*Exercise*: Repeat the material below exactly, line for line.

----------

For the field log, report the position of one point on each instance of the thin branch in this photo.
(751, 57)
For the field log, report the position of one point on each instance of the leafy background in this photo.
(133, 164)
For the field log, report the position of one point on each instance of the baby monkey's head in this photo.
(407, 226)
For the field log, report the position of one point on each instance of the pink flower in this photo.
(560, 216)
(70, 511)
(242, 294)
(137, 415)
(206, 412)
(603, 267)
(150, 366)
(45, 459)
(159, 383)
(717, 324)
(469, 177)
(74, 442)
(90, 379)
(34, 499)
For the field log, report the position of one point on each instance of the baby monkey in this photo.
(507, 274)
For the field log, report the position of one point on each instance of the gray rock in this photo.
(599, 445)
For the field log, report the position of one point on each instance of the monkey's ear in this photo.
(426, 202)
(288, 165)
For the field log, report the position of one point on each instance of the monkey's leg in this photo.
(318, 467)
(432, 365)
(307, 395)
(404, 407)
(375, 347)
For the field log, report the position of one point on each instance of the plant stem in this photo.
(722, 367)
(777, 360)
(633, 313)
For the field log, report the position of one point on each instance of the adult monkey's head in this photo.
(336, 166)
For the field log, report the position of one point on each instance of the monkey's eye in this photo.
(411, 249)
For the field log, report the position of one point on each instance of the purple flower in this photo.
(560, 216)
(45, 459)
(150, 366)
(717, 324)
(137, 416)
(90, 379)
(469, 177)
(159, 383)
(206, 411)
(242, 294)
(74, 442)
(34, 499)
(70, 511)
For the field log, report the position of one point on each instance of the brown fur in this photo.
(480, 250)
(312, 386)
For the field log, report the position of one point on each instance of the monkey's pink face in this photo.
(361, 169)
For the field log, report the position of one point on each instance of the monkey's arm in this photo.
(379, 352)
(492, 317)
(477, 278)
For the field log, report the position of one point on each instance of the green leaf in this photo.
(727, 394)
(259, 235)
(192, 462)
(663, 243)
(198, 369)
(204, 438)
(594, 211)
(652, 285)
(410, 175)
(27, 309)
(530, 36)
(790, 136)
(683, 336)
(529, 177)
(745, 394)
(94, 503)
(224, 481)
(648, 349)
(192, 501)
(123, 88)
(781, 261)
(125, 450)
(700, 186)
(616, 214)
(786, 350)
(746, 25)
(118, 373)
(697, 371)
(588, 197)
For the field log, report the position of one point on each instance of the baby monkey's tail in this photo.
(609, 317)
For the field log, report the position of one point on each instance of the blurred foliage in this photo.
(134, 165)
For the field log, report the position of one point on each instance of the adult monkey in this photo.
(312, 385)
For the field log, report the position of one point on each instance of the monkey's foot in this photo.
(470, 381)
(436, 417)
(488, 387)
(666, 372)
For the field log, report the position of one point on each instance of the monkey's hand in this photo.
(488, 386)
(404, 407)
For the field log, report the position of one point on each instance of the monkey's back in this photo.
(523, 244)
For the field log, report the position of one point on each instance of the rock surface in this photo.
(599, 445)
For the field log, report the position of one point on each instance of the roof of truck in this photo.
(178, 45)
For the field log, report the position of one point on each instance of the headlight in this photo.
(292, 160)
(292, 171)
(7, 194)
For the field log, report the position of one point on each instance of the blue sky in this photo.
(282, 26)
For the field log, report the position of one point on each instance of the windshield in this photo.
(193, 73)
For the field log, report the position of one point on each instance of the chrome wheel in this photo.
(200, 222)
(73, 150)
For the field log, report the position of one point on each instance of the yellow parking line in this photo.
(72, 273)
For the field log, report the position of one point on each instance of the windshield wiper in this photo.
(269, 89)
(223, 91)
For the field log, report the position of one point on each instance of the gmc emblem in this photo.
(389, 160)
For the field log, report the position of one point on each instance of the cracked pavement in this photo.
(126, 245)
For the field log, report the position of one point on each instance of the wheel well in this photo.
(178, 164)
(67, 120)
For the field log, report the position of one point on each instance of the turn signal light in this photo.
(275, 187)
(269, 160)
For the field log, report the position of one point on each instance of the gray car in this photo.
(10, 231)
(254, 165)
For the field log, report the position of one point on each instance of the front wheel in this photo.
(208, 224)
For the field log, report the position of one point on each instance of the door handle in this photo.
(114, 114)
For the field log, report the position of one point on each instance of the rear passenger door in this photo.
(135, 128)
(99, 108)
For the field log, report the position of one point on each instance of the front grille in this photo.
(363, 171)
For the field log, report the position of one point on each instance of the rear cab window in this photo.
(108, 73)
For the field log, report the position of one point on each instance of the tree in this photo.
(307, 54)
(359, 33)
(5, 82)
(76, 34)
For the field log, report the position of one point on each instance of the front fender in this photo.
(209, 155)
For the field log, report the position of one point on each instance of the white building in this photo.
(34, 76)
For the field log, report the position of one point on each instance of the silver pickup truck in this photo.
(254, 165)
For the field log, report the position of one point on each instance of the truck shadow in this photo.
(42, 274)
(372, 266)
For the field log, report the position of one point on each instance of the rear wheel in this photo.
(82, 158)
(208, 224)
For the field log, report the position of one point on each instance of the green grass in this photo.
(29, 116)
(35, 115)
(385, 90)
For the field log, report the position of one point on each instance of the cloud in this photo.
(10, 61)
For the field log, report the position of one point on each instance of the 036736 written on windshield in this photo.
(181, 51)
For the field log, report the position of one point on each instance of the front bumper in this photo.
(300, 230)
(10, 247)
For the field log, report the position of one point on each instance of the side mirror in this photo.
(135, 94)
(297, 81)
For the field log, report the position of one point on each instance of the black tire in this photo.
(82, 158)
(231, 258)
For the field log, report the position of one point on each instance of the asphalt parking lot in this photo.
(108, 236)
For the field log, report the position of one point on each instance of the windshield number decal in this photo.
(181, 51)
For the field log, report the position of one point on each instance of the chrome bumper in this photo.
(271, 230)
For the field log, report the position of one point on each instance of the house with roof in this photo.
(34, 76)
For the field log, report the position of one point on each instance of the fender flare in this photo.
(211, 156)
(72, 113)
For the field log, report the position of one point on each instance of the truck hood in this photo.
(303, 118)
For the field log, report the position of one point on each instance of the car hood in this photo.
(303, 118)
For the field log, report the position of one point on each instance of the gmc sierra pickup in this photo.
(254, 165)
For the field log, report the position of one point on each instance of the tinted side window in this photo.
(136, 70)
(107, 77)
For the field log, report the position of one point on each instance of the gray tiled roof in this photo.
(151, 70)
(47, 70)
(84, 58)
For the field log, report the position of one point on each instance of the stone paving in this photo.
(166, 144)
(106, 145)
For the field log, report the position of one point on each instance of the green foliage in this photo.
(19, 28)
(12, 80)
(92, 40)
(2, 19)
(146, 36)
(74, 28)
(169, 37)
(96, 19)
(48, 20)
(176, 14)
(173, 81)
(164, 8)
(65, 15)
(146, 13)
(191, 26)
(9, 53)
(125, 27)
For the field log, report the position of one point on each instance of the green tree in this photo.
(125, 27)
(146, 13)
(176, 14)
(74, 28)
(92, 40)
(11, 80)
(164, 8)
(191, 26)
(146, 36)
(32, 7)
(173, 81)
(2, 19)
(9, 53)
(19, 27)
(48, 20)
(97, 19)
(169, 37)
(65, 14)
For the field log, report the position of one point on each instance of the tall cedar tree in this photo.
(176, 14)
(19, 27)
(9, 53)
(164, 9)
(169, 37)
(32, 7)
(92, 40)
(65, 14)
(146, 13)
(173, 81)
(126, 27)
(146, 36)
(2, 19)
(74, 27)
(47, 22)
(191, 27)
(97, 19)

----------

*Solved problem*:
For the field log, report the position of one point on each instance of the thin branch in this photo.
(751, 57)
For the field log, report the position of one point on each instance of the leafy background in this photo.
(133, 164)
For the field log, report the position of one point on each instance of the baby monkey's head in this photo.
(407, 226)
For the field log, report the position of one point on each instance of the pink flower in this photo.
(560, 216)
(70, 511)
(242, 294)
(137, 415)
(206, 412)
(603, 267)
(150, 366)
(45, 459)
(159, 383)
(717, 324)
(469, 177)
(74, 442)
(90, 379)
(34, 499)
For the field log, report the position of one point on each instance of the baby monkey in this photo.
(507, 274)
For the field log, report the position of one point on each instance of the gray rock in this photo.
(599, 445)
For the field log, report the position of one point on each instance of the monkey's ear in this photo.
(426, 202)
(288, 165)
For the field log, report the position of one point on each instance of the monkey's leg in this photo.
(318, 467)
(432, 365)
(307, 395)
(404, 407)
(375, 347)
For the field log, report the position of one point on each instance of the plant stem in this photo.
(722, 367)
(777, 360)
(633, 313)
For the field log, report the position of one point on each instance of the adult monkey's head in this photo.
(336, 166)
For the field log, report the position of one point on each instance of the monkey's eye in this photo.
(411, 249)
For the field log, report the position of one point on each instance of the purple flower in this photo.
(560, 216)
(45, 459)
(150, 366)
(717, 324)
(137, 416)
(90, 379)
(469, 177)
(159, 383)
(206, 411)
(242, 294)
(74, 442)
(34, 499)
(70, 511)
For the field log, report the position of one point on each instance of the brown fur in this photo.
(480, 250)
(312, 386)
For the field log, report the position of one point on each instance of the monkey's pink face in this photo.
(361, 169)
For the field log, report the position of one point on each instance of the monkey's arm in this photo.
(379, 352)
(492, 317)
(477, 278)
For the field log, report the position of one point on each instance of the green leaf in this photo.
(727, 394)
(259, 235)
(192, 462)
(663, 243)
(198, 369)
(204, 438)
(594, 211)
(652, 285)
(410, 175)
(27, 309)
(530, 36)
(790, 136)
(683, 336)
(529, 177)
(745, 394)
(94, 503)
(224, 481)
(648, 349)
(192, 501)
(123, 88)
(781, 261)
(125, 450)
(700, 186)
(616, 214)
(786, 350)
(746, 25)
(118, 373)
(697, 371)
(588, 197)
For the field log, report the position of one point on each instance of the baby monkey's tail in this photo.
(609, 317)
For the field log, report the position of one point on each instance of the blurred foliage in this photo.
(134, 165)
For the field log, report the position of one point on each instance of the adult monkey in this photo.
(312, 385)
For the field log, report the position of one point on each instance of the monkey's foot in this photo.
(470, 381)
(436, 417)
(488, 387)
(666, 372)
For the field log, report the position of one point on each instance of the monkey's hand in this photo.
(488, 386)
(404, 407)
For the field log, report the position of one point on each instance of the monkey's back in this photo.
(523, 244)
For the field log, report the position of one point on each instance of the rock surface in this photo.
(599, 445)
For the field log, report the position of one point on each instance of the roof of truck in this photo.
(178, 45)
For the field log, report the position of one point on each instance of the headlight in this photo.
(292, 160)
(292, 171)
(7, 194)
For the field log, report the position of one point on each instance of the blue sky in this photo.
(282, 26)
For the field log, report the position of one point on each instance of the windshield in this photo.
(193, 73)
For the field log, report the position of one point on each instance of the chrome wheel in this photo.
(200, 222)
(73, 150)
For the field log, report the position of one point on each instance of the yellow parking line in this photo.
(72, 273)
For the field log, report the position of one point on each instance of the windshield wiper in this photo.
(269, 89)
(223, 91)
For the field log, report the position of one point on each instance of the gmc emblem in this photo.
(389, 160)
For the field log, report the position of one point on each instance of the cracked pavement in this photo.
(126, 245)
For the field log, report the position of one point on each instance of the wheel well in this photo.
(178, 164)
(67, 120)
For the field log, report the position of one point on each instance of the turn signal light in this photo.
(275, 187)
(269, 160)
For the field log, report the position of one point on each instance of the gray car in this photo.
(10, 231)
(254, 165)
For the field log, report the position of one point on each instance of the front wheel in this photo.
(208, 224)
For the field log, report the position of one point on each instance of the door handle in this photo.
(114, 114)
For the field log, report the position of one point on each instance of the rear passenger door in this photo.
(135, 128)
(99, 108)
For the field log, report the position of one point on each instance of the front grille in this photo.
(363, 171)
For the field log, report the position of one point on each instance of the rear cab window in this photo.
(108, 73)
For the field log, report the position of one point on each instance of the tree in this photo.
(307, 54)
(359, 33)
(5, 82)
(76, 34)
For the field log, report the position of one point on each instance of the front fender in this photo.
(209, 155)
For the field log, report the position of one point on each instance of the white building in this photo.
(34, 76)
For the field log, report the position of one point on each instance of the silver pickup truck in this photo.
(254, 165)
For the field log, report the position of one point on each instance of the truck shadow in this photo.
(42, 274)
(372, 266)
For the field log, report the position of one point on each instance of the rear wheel in this photo.
(82, 158)
(208, 224)
For the field log, report the position of one point on each instance of the green grass in this photo.
(29, 116)
(35, 115)
(385, 90)
For the field log, report the position of one point on each instance of the cloud in this photo.
(10, 61)
For the field log, report the position of one point on each instance of the 036736 written on windshield in this photo.
(181, 51)
For the field log, report the position of one point on each instance of the front bumper in this photo.
(300, 230)
(10, 247)
For the field log, report the position of one point on each instance of the side mirror in this photo.
(135, 94)
(297, 81)
For the field log, report the position of one point on each instance of the black tire in this photo.
(82, 158)
(231, 258)
For the field log, report the position of one point on each instance of the asphalt parking lot in this photo.
(108, 236)
For the field log, report the position of one point on each instance of the windshield number decal in this photo.
(181, 51)
For the field log, report the position of one point on each instance of the chrome bumper in this photo.
(271, 230)
For the field log, report the position of one point on each instance of the house with roof in this photo.
(34, 76)
For the field log, report the position of one point on each instance of the fender flare in this photo.
(211, 156)
(72, 113)
For the field log, report the position of one point on each instance of the truck hood in this photo.
(303, 118)
For the field log, report the position of one point on each instance of the car hood in this photo.
(303, 118)
For the field log, report the position of one point on each instance of the gmc sierra pickup in this photo.
(254, 165)
For the field log, report the position of one point on each instance of the tinted side window in this photo.
(136, 70)
(107, 77)
For the field log, report the position of one point on each instance of the gray tiled roof in this photo.
(151, 70)
(47, 70)
(84, 58)
For the field log, report the position of one point on each instance of the stone paving in this photo.
(166, 144)
(106, 145)
For the field log, report the position of one point on each instance of the green foliage in this photo.
(19, 28)
(12, 80)
(92, 40)
(2, 19)
(146, 36)
(74, 28)
(169, 37)
(96, 19)
(48, 20)
(176, 14)
(173, 81)
(164, 8)
(65, 15)
(146, 13)
(191, 26)
(9, 53)
(125, 27)
For the field log, report the position of one point on each instance of the green tree in this photo.
(125, 27)
(146, 13)
(176, 14)
(74, 28)
(92, 40)
(11, 80)
(164, 8)
(191, 26)
(146, 36)
(32, 7)
(173, 81)
(2, 19)
(9, 53)
(19, 27)
(48, 20)
(97, 19)
(169, 37)
(65, 14)
For the field log, report the position of one point on each instance of the tall cedar tree in this photo.
(176, 14)
(19, 27)
(9, 53)
(164, 9)
(169, 37)
(32, 7)
(92, 40)
(65, 14)
(146, 13)
(173, 81)
(126, 27)
(146, 36)
(2, 19)
(74, 27)
(47, 22)
(191, 27)
(97, 19)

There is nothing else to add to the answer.